Start of RECORDS SHOWN

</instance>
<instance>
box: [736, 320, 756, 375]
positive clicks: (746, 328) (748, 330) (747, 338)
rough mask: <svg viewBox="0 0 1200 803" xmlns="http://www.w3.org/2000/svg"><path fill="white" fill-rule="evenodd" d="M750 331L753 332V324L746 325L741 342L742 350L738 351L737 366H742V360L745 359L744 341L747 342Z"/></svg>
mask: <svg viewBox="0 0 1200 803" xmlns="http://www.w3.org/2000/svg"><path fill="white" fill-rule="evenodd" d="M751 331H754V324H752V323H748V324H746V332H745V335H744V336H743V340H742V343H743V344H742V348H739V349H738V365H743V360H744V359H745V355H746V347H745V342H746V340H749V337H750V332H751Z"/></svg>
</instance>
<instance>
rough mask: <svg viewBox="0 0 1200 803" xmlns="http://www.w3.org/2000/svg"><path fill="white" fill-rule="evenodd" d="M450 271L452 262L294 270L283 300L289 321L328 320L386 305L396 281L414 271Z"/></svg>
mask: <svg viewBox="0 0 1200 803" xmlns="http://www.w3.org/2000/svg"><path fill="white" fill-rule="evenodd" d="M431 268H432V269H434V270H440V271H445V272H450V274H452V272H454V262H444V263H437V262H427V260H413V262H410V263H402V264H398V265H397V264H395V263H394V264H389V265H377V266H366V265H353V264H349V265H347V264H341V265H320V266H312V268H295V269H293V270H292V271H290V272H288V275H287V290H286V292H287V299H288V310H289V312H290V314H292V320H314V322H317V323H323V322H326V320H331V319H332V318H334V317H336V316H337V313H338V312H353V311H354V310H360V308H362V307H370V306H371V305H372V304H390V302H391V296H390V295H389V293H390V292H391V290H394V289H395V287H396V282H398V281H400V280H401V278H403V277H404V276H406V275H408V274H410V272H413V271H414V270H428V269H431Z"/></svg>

End of RECORDS SHOWN

> WORK ORDER
Rewrite the rows above, putting "coarse mask" wherever "rough mask" appears and keeping everything else the same.

> THE ANSWER
</instance>
<instance>
box: [736, 320, 756, 375]
positive clicks: (746, 328) (748, 330) (747, 338)
coarse mask: <svg viewBox="0 0 1200 803" xmlns="http://www.w3.org/2000/svg"><path fill="white" fill-rule="evenodd" d="M750 331L753 332V324L746 325L741 342L742 350L738 351L737 366H742V360L745 359L744 341L747 342Z"/></svg>
mask: <svg viewBox="0 0 1200 803" xmlns="http://www.w3.org/2000/svg"><path fill="white" fill-rule="evenodd" d="M751 331H754V324H752V323H748V324H746V332H745V335H744V336H743V340H742V343H743V344H742V348H739V349H738V365H743V360H744V359H745V355H746V347H745V342H746V340H749V337H750V332H751Z"/></svg>
</instance>
<instance>
coarse mask: <svg viewBox="0 0 1200 803" xmlns="http://www.w3.org/2000/svg"><path fill="white" fill-rule="evenodd" d="M450 271L452 262L294 270L283 300L289 321L328 320L386 305L396 281L414 271Z"/></svg>
mask: <svg viewBox="0 0 1200 803" xmlns="http://www.w3.org/2000/svg"><path fill="white" fill-rule="evenodd" d="M431 268H432V269H434V270H440V271H445V272H450V274H452V272H454V262H444V263H437V262H427V260H413V262H410V263H402V264H398V265H397V264H395V263H394V264H389V265H377V266H366V265H353V264H349V265H347V264H341V265H320V266H312V268H295V269H293V270H292V271H290V272H288V275H287V290H286V292H287V299H288V310H289V312H290V314H292V320H314V322H317V323H323V322H326V320H331V319H332V318H334V317H336V316H337V313H338V312H353V311H354V310H360V308H362V307H370V306H371V305H372V304H390V302H391V296H390V295H389V293H390V292H391V290H394V289H395V287H396V282H398V281H400V280H401V278H403V277H404V276H406V275H408V274H410V272H413V271H414V270H428V269H431Z"/></svg>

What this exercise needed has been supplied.